- [Given text]:
= Beginning of Section =

Skip to content

fina-biko/nlp_hate_classification

Repository files navigation

THIS IS AN OUTLINE OF THE STEPS BY STEPS WORKFKOW OF THE PROJECT FROM START TO FINISH.

NLP PROJECT PIPELINE:

DATA ACQUISITION

-Available  data(cvs, txt,pdf)
-other data(Database;Internet,API data, scraped data,)
-No data(create your own data  ; use LLM to make data; issue out surveys then perform dat
a augmentation  such as BIagram flip, BAck Translate, Add additonal  noise, replace with synonymns incase of less data)

TEXT PREPARATION

GENERAL /BASIC PREPROCESSING

     Tokenization
     stop words removal
     stemming/ lemmatization
     remove punctuation
     convert to lower case

CONTEXT BASED / ADVANCED PREPROCESSINg

    POS tagging
    Parsing(parsing tree)
    Coreference reduction

FEATURE ENGINEERING

MODEL TRAINING

MDOEL EVALUATION

PROJECT FOLDERS AND FILES

PROJECT SETUP AND UTILITY MODULES (Flow chart of how we arrange the folders) :

(first)create the Project template.py that will  provide code for creating the folders , subfolders and files  according to the flowchart below instead of creating each manually
   

HATE classification(root folder)
        COMPONENTS folder
            data_ingestion.py
            data transformation.py
            model trainer.py
            model_evaluation.py
            model_pusher.py
       (fifth) CONFIGURATION folder
            s3 operations.py
        CONSTANTS folder
                artifact_entity.py
                config_entity.py
        EXCEPTIONS folder
        LOGGER folder
        PIPELINE folder
           train_pipeline.py
           Prediction_Pipeline.py
        UTILS  folder
          main_utils.py
        ML folder
          feature
          models
    main or app.py
    jupyuter_notebook.py
    requirement.txt
    Dockerfile
    setup.py   
    .dockerIgnore 
(second)setup the requiremnts
 cofigure GCP 
(third)Logging 
(fourth)Exception


(sixth)project workflow(flowchart of the project folders)
      (sixth)project notebook experiment jupyter done in Google colab;  how we can do the project on a jupyter notebook
       Data Preprocessing---handle missing values, encode categorical values, scale numerical features
       EDA
       feature engineering--- engineering new features based on the knowledge  and insights from the EDA
       Model building ---- train and evaluate several models  to ge the best
       Model evaluation ----evaluate the trained models so as to choose the best model
    (seventh)
   Update the constants folder
   update the cofigurations folder
   update the  artifacts folder
   update the components folder
   update the pipeline folder
   update the main file or the app.py

COMPREHENSIVE PACKAGES OVERVIEW

1. Data Ingestion Module

Class: DataIngestion

Method: get_data_from_source()

= End of Section =

- [Data listing]:

= Beginning of Section =

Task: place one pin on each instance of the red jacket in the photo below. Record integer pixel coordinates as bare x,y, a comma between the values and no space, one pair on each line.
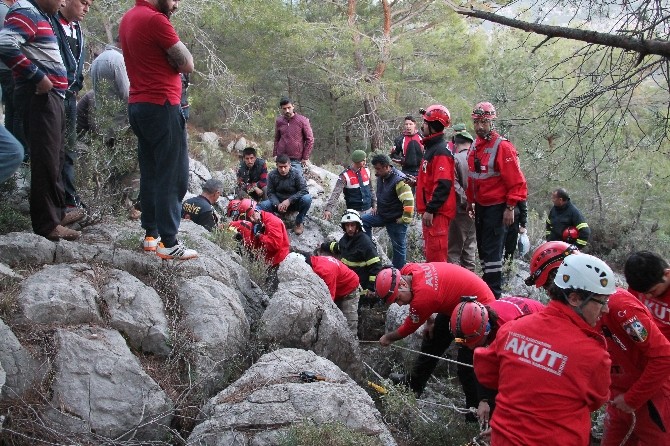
341,281
435,184
438,288
498,180
640,353
659,308
551,370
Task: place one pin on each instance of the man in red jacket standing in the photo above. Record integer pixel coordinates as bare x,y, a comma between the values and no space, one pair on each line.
558,351
640,356
342,283
495,185
435,195
430,288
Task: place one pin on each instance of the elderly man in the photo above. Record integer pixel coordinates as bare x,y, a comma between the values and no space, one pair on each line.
154,57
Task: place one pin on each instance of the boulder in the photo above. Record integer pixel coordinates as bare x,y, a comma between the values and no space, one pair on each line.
301,314
214,316
59,294
99,386
271,396
26,248
21,370
136,311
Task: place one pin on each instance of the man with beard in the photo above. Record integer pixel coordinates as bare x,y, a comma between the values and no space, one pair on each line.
293,136
495,186
154,58
29,46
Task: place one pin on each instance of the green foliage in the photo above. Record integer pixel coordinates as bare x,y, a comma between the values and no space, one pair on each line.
310,433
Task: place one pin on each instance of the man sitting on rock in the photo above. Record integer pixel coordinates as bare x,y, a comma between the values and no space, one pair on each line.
342,283
287,191
200,210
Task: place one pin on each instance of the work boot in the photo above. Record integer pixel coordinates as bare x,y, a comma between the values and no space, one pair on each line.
73,216
61,232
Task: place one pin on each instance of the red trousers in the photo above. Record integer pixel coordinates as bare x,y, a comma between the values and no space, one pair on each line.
436,239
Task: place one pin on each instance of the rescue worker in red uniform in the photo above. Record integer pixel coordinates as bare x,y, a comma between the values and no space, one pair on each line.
495,186
640,374
558,351
355,182
476,325
268,231
342,283
430,288
435,195
648,277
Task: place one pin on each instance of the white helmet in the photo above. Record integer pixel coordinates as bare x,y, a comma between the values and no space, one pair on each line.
351,216
585,272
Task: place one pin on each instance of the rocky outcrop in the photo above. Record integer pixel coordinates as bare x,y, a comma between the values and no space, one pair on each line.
100,386
301,314
270,396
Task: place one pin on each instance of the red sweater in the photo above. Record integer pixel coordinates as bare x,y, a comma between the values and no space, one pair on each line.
341,281
438,288
551,370
640,353
659,308
507,187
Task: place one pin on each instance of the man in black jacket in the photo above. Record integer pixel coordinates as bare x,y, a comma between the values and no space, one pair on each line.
287,191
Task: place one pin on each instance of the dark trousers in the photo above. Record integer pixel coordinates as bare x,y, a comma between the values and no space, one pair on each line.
45,127
491,233
162,153
71,197
7,85
437,345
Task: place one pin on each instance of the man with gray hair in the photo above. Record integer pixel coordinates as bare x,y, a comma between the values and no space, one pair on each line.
199,209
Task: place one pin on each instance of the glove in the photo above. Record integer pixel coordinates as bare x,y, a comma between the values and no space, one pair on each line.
258,229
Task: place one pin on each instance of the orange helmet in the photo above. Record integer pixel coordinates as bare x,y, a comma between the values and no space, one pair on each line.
547,257
438,113
484,110
469,322
246,206
387,284
570,234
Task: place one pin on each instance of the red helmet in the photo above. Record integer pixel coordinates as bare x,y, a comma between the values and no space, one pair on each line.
247,205
570,234
470,322
484,110
437,113
387,284
233,209
547,257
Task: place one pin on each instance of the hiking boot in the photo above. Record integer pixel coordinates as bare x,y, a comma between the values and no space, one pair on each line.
150,244
61,232
73,216
176,252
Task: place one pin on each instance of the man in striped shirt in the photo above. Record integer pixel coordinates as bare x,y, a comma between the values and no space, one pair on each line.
28,46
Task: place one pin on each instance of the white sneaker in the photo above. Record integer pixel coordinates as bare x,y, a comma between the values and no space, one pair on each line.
176,252
150,244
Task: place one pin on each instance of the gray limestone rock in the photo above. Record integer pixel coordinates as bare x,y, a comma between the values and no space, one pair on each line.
59,294
301,314
270,397
20,368
99,386
136,310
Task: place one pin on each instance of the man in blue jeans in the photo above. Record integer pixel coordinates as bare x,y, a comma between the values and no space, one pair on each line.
287,191
395,207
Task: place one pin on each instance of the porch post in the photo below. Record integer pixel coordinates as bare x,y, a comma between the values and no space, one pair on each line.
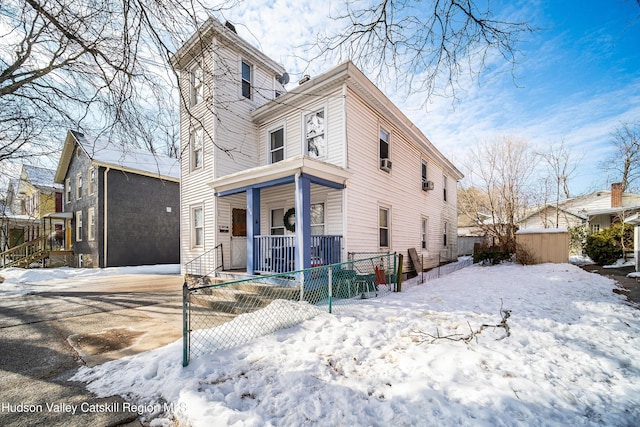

= End of Section =

- [Activity list]:
A. Say whether each statement agrees with the hate classification project outline, answering yes or no and quoting the outline's deciding words exactly. (i) Stop words removal is listed as a basic preprocessing step. (ii) The notebook experiment is done in Google Colab. (iii) The folders and files are to be created by hand, one at a time.
B. Write the next part of the hate classification project outline, picking up after its final line in the packages overview.
The records are separate material and are not part of the hate classification project outline.

- [Outputs by task]:
A.
(i) Yes: "stop words removal"
(ii) Yes: "project notebook experiment jupyter done in Google colab"
(iii) No: "provide code for creating the folders , subfolders and files  according to the flowchart below instead of creating each manually"

B.
    Fetch data from APIs, databases, or remote servers.
    Handle authentication, error handling, and retries for robustness.
    Logging: Log every data retrieval step.

Method: read_csv(file_path)

    Load data from CSV or other file formats.
    Error Handling: Handle cases where the file doesn’t exist or is corrupted and provide useful error messages.
    Logging: Log the path of the file and the shape of the dataset.

Method: ingest_data()

     A final method that calls the other two methods to either fetch the data from the source or read from local files, based on user input or configuration.

2. Data Transformation Module

Class: DataTransformation

Method: drop_columns(columns_to_drop)

    Drop unnecessary columns that are not useful for the classification model.
    Perform checks to avoid dropping critical columns accidentally.
    Logging: Log the list of columns dropped.

Method: normalize_data()

    Normalize numerical features if applicable.
    Ensure compatibility with downstream processes (like embedding layers for text).
    Log the columns being normalized.

Method: lemmatize_or_stem(text_column)

    Provide an option to either stem or lemmatize the text.
    Log the choice
    Use libraries like nltk or spacy for the text processing.
                                def lemmatize_or_stem(self, df, text_column, method='lemmatize'):
                            try:
                                if method == 'lemmatize':
                                    lemmatizer = WordNetLemmatizer()
                                    df[text_column] = df[text_column].apply(lambda x: ' '.join([lemmatizer.lemmatize(word) for word in x.split()]))
                                    logging.info(f"Applied lemmatization on {text_column}")
                                elif method == 'stem':
                                    stemmer = PorterStemmer()
                                    df[text_column] = df[text_column].apply(lambda x: ' '.join([stemmer.stem(word) for word in x.split()]))
                                    logging.info(f"Applied stemming on {text_column}")
                                return df
                            except Exception as e:
                                logging.error(f"Error occurred during {method} on {text_column}")
                                raise CustomExcecptionError(e, f"Error in {method} method.")

3. Feature Engineering Class (within Transformation Module)

Class: FeatureEngineering

Method: tokenize(text_column)

Tokenize the text into words or subwords.
Handle different tokenization schemes (e.g., word-level or byte-pair encoding).
Log the number of tokens created.
                                        def tokenize(self, df, text_column):
                                    try:
                                        tokenizer = Tokenizer()
                                        tokenizer.fit_on_texts(df[text_column])
                                        logging.info(f"Tokenization completed. Number of unique tokens: {len(tokenizer.word_index)}")
                                        return tokenizer.texts_to_sequences(df[text_column])
                                    except Exception as e:
                                        logging.error("Error occurred during tokenization.")
                                        raise CustomExcecptionError(e, "Error in tokenization.")

Method: text_to_sequences(tokenized_texts)

Convert tokenized text into sequences of integers using a vocabulary.
Pad the sequences to ensure uniform length.
Log the shape of the resulting sequences.
                                    def text_to_sequences(self, tokenized_texts):
                                    try:
                                        padded_sequences = pad_sequences(tokenized_texts, maxlen=100)
                                        logging.info(f"Padded sequences with shape: {padded_sequences.shape}")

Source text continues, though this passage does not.